PROBLEM
Rewrite all the lines below, changing "positive clicks" to "foreground clicks" wherever it occurs and keeping everything else the same. Omit the pictures from your answer.

DATA RECORDS
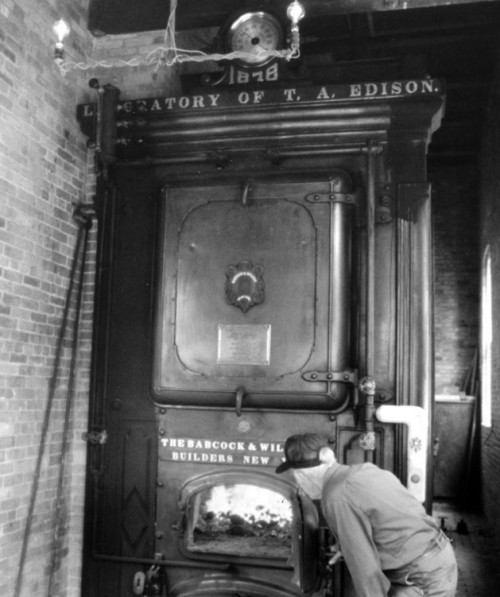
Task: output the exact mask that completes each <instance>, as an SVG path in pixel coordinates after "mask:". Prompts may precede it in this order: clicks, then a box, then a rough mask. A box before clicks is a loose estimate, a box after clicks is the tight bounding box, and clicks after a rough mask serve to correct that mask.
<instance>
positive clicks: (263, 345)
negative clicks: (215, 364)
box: [217, 324, 271, 366]
mask: <svg viewBox="0 0 500 597" xmlns="http://www.w3.org/2000/svg"><path fill="white" fill-rule="evenodd" d="M270 362H271V325H270V324H240V325H224V324H219V328H218V338H217V364H218V365H261V366H262V365H270Z"/></svg>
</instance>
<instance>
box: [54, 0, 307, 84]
mask: <svg viewBox="0 0 500 597" xmlns="http://www.w3.org/2000/svg"><path fill="white" fill-rule="evenodd" d="M177 2H178V0H171V2H170V16H169V19H168V22H167V26H166V28H165V35H164V44H163V46H160V47H158V48H155V49H154V50H152V51H151V52H149V54H147V55H146V56H145V57H144V58H132V59H131V60H121V59H118V60H114V61H109V60H101V61H92V62H65V61H64V45H63V41H64V39H65V38H66V37H67V35H68V34H69V32H70V28H69V26H68V25H67V24H66V23H65V22H64V21H63V20H62V19H61V20H60V21H58V22H57V23H56V24H55V25H54V32H55V33H56V36H57V42H56V48H55V52H54V59H55V61H56V62H57V64H58V66H59V68H60V70H61V73H62V75H63V76H64V75H65V74H66V73H67V72H68V71H70V70H75V69H80V70H89V69H94V68H115V67H123V66H131V67H134V66H141V65H146V66H151V65H155V70H158V69H159V68H160V66H173V65H174V64H180V63H182V62H208V61H211V62H219V61H222V60H242V59H243V60H245V58H246V59H248V58H249V54H247V53H246V52H241V51H234V52H230V53H229V54H206V53H205V52H202V51H200V50H187V49H181V48H178V47H177V45H176V42H175V12H176V8H177ZM286 14H287V17H288V19H289V20H290V33H291V36H290V43H289V47H288V48H286V49H283V50H278V49H272V50H271V49H270V50H264V51H263V52H262V55H259V57H262V58H264V57H265V58H281V59H284V60H287V61H289V60H293V59H296V58H298V57H299V56H300V34H299V21H301V20H302V19H303V18H304V16H305V9H304V6H303V5H302V4H301V3H300V2H299V1H298V0H293V1H292V2H291V3H290V4H289V5H288V8H287V11H286ZM56 27H57V29H56ZM250 57H251V58H254V56H253V55H252V56H250Z"/></svg>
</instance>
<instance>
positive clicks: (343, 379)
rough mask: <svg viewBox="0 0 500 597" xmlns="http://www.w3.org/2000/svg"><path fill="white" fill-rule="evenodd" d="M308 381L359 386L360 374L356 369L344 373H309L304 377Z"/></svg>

SOLUTION TO THIS TASK
Task: output the exact mask that completes each <instance>, as an SVG path in pixel coordinates after "mask:". Prompts may precede it in this order: clicks, then a box, then a rough mask. A box before clicks is a loose estimate, a box after clicks is the tight bounding box, and clicks after a rough mask serve to correct that mask.
<instance>
foreground clicks: (263, 345)
negative clicks: (215, 364)
box: [217, 324, 271, 366]
mask: <svg viewBox="0 0 500 597" xmlns="http://www.w3.org/2000/svg"><path fill="white" fill-rule="evenodd" d="M270 362H271V325H270V324H240V325H224V324H219V328H218V338H217V364H218V365H261V366H262V365H270Z"/></svg>
</instance>
<instance>
box: [54, 0, 307, 84]
mask: <svg viewBox="0 0 500 597" xmlns="http://www.w3.org/2000/svg"><path fill="white" fill-rule="evenodd" d="M177 2H178V0H171V2H170V16H169V19H168V22H167V26H166V28H165V35H164V44H163V46H160V47H158V48H155V49H154V50H152V51H151V52H149V54H147V55H146V56H145V57H144V58H132V59H131V60H121V59H118V60H114V61H109V60H101V61H92V62H65V61H64V45H63V41H64V39H65V38H66V37H67V35H68V34H69V32H70V28H69V26H68V25H67V24H66V23H65V22H64V21H63V20H62V19H61V20H60V21H58V22H57V23H56V24H55V25H54V32H55V33H56V36H57V42H56V48H55V52H54V59H55V61H56V62H57V64H58V66H59V68H60V70H61V73H62V75H63V76H64V75H65V74H66V73H67V72H68V71H70V70H75V69H80V70H89V69H94V68H115V67H123V66H131V67H134V66H141V65H146V66H151V65H155V70H158V69H159V68H160V66H173V65H174V64H180V63H182V62H208V61H211V62H219V61H222V60H242V59H243V60H245V58H246V59H248V58H249V54H247V53H246V52H241V51H234V52H230V53H229V54H206V53H205V52H202V51H200V50H187V49H181V48H178V47H177V45H176V42H175V12H176V8H177ZM286 14H287V17H288V19H289V20H290V33H291V36H290V43H289V47H288V48H286V49H283V50H278V49H272V50H271V49H270V50H264V51H263V52H262V55H259V57H262V58H264V57H265V58H281V59H284V60H287V61H289V60H293V59H296V58H298V57H299V56H300V34H299V21H301V20H302V19H303V18H304V16H305V9H304V6H303V5H302V4H301V3H300V2H299V1H298V0H293V1H292V2H291V3H290V4H289V5H288V8H287V11H286ZM56 27H57V29H56ZM250 57H251V58H254V56H253V55H252V56H250Z"/></svg>
</instance>
<instance>
foreground clicks: (343, 379)
rough mask: <svg viewBox="0 0 500 597" xmlns="http://www.w3.org/2000/svg"><path fill="white" fill-rule="evenodd" d="M308 381L359 386L360 374L356 369L344 373H309L304 377Z"/></svg>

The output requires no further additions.